> **Reading text**:
□ □ □ □
Through a time-brokerage agreement (TBA) with Sinclair, WGWW's second digital subchannel serves as a repeater of ABC affiliate WBMA-LD (channel 58, branded as ABC 33/40), of which WGWW had served as a full-time satellite station on its main feed from September 1996 to September 2014.

==History==

===Beginnings in Anniston===
The station first signed on the air on October 26, 1969, as WHMA-TV. Originally operating as a primary CBS and secondary NBC affiliate, the station was initially owned by the Anniston Broadcasting Company, which was run by members of the family of Harry M. Ayers, who also owned the Anniston Star newspaper and local radio station WHMA (1390 AM and 100.5 FM, the FM station is now Atlanta-based WNNX-FM). It originally operated from studio facilities located on Noble Street in downtown Anniston.

Harry Mabry—who served as WHMA-TV's original general manager—came to Anniston from Birmingham, where he had served as news director at WBRC-TV (channel 6) for several years. Mabry already was familiar with Anniston, though, having worked as a staff announcer for WHMA-AM more than fifteen years prior to WHMA-TV's sign-on. Another former Birmingham personality who was part of the station's original staff was "Cousin Cliff" Holman, who left WAPI-TV (channel 13, now WVTM-TV) in 1969 after that station moved his cartoon showcase series, The Popeye Show, from weekday mornings to Saturday and Sunday mornings (due to declining ratings resulting from the show's move to a weekday morning slot and its switch from a mostly live broadcast to being pre-recorded the day before air several months beforehand) the previous year. Holman, who was also hired as its publicity director, resumed his program on WHMA-TV in the afternoons as The Cousin Cliff Show. However, the show was hampered by changes in the television industry and the Federal Communications Commission (FCC)'s decision in the early 1970s to prohibit children's hosts from promoting products directly on-air, forcing channel 40 to cancel the program by the summer of 1972. In later years, in addition to making public appearances at various children's gatherings (among other jobs), Holman would revive his program on a cable access channel in Birmingham in 1985, before moving to WBRC, which hired him to host the Saturday morning children's program Cousin Cliff's Clubhouse from 1990 to 1992.

WHMA-TV ultimately reached approximately 100,000 households across east-central Alabama, and management fought almost constantly to ensure that Arbitron maintained the distinction of Anniston as a separate television market from those encompassing the larger metropolitan areas of Birmingham and Atlanta. This was a maneuver that was critical to the station's survival; despite being the only television station located within the Anniston–Gadsden market (other than Alabama Public Television satellite station WCIQ (channel 7) in Mount Cheaha), WHMA faced immense competition from stations in the two larger nearby markets that provided "spill-in" (Grade B) signal coverage within eastern Alabama. The station's ratings victories in this part of the state garnered it access to numerous national advertisers, a rarity for a small-market television station of that time.
□ □ □ □
> **Required task**:
Continue the station history with the passage that comes after its final sentence. The lines after this point are drawn from a separate source.

> **Data extract**:
□ □ □ □
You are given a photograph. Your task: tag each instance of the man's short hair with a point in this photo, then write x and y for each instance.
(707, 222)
□ □ □ □
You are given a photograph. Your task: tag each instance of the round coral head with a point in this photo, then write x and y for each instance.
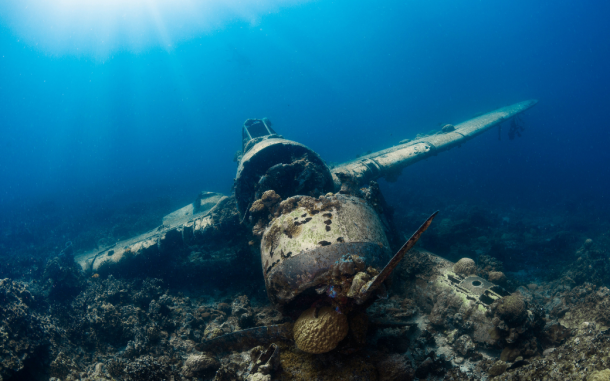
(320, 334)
□ □ □ □
> **Final result**:
===As an exclusive CBS affiliate===
On May 31, 1970, when WAPI-TV formally removed CBS programming and became the exclusive NBC affiliate for the Birmingham market, WHMA-TV likewise dropped NBC programming and became a CBS affiliate full-time. It effectively became one of three central Alabama stations that were exclusively affiliated with CBS, accompanied by WBMG (channel 42, now WIAT) in Birmingham, which had been affiliated on a part-time basis with the network since it started in October 1965 (in a similar split arrangement with NBC) and WCFT-TV (channel 33) in Tuscaloosa, which joined CBS on the date that WBMG and WHMA became full-time affiliates of the network.

As was the case with WCFT, CBS opted to retain its affiliation with WHMA—despite the fact that Anniston is 35 mi to the northeast of Birmingham—because, at the time, WBMG suffered from a weak broadcast signal that did not provide adequate coverage throughout most of the central third of Alabama. Even after WBMG increased its transmitter power to 1.2 million watts in 1969, channel 42 still had a very marginal to non-existent signal in much of east-central Alabama, which lies within the foothills of the Appalachian Mountains, which like other areas of rugged terrain, often experienced impaired over-the-air reception of UHF television stations. Many cable providers in the eastern part of the Birmingham market opted to carry channel 40 as the provider of CBS programming for that area of the state, instead of WBMG.

In 1984, the FCC—which protected the combination of WHMA-AM-FM-TV and the Anniston Star under a grandfather clause from forced divestiture, when the agency prohibited common ownership of newspapers and broadcast outlets in the same market in 1967—forced the Ayers family to break up its media empire. Later, in a 1985 deal that concerned avoidance of paying high tax rates more than profit, the Ayers sold the station to Jacksonville State University; the new owners changed the television station's call letters to WJSU-TV (for the university), but continued to operate it as a commercial station (unlike most TV/radio stations owned by colleges or universities, which operate as non-profit public broadcasters), retaining its CBS affiliation. In 1989, Jacksonville State University sold the station to the Osborne Communications Corporation.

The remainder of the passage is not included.